● TEXTE SOURCE
Amymoné, fille de Danaos le Premier Navigateur, donna naissance à un enfant nommé Nauplios ("Le Navigateur"), fondateur du port de Nauplie. Ce Nauplios est un personnage contradictoire dans la mythologie et dans la "chronologie" car il serait donc né aux origines des premières cités grecques et pourtant le même Nauplios serait censé toujours régner à l'époque de la guerre de Troie et être le même que le père de l'habile Palamède. Apollodore dit qu'il mourut ensuite noyé après avoir naufragé tant de navires. 



Certains identifient cette Amymoné la Sans-Faute et Hypermnestre, qui, dans certaines versions, est très attachée à sa virginité, et d'autres disent bien qu'elles étaient deux Danaïdes distinctes. 

Les Noces des Danaïdes

Egyptos donne l'ordre à ses fils les Egyptiades de retrouver leurs cousines pour les tuer. Il accompagne aussi leur expédition, ou alors il les envoie seuls et survivra en revenant en Egypte.

● DONNÉES
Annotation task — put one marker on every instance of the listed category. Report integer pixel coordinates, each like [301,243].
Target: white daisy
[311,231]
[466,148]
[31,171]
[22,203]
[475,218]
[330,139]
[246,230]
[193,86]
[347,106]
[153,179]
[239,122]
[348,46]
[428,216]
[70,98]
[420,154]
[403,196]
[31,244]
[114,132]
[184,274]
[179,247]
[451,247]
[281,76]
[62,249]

● CONSIGNES
1. D'après le texte source, pourquoi Nauplios est-il un personnage contradictoire ? Répondez en une à trois phrases.
2. Recopiez le passage du texte source qui commence par les mots contenant « Certains identifient cette » et se termine par « deux Danaïdes distinctes. ».

● RÉPONSES
1. Nauplios serait né aux origines des premières cités grecques. Pourtant, il serait censé régner encore à l'époque de la guerre de Troie et être le père de l'habile Palamède.

2.
Certains identifient cette Amymoné la Sans-Faute et Hypermnestre, qui, dans certaines versions, est très attachée à sa virginité, et d'autres disent bien qu'elles étaient deux Danaïdes distinctes.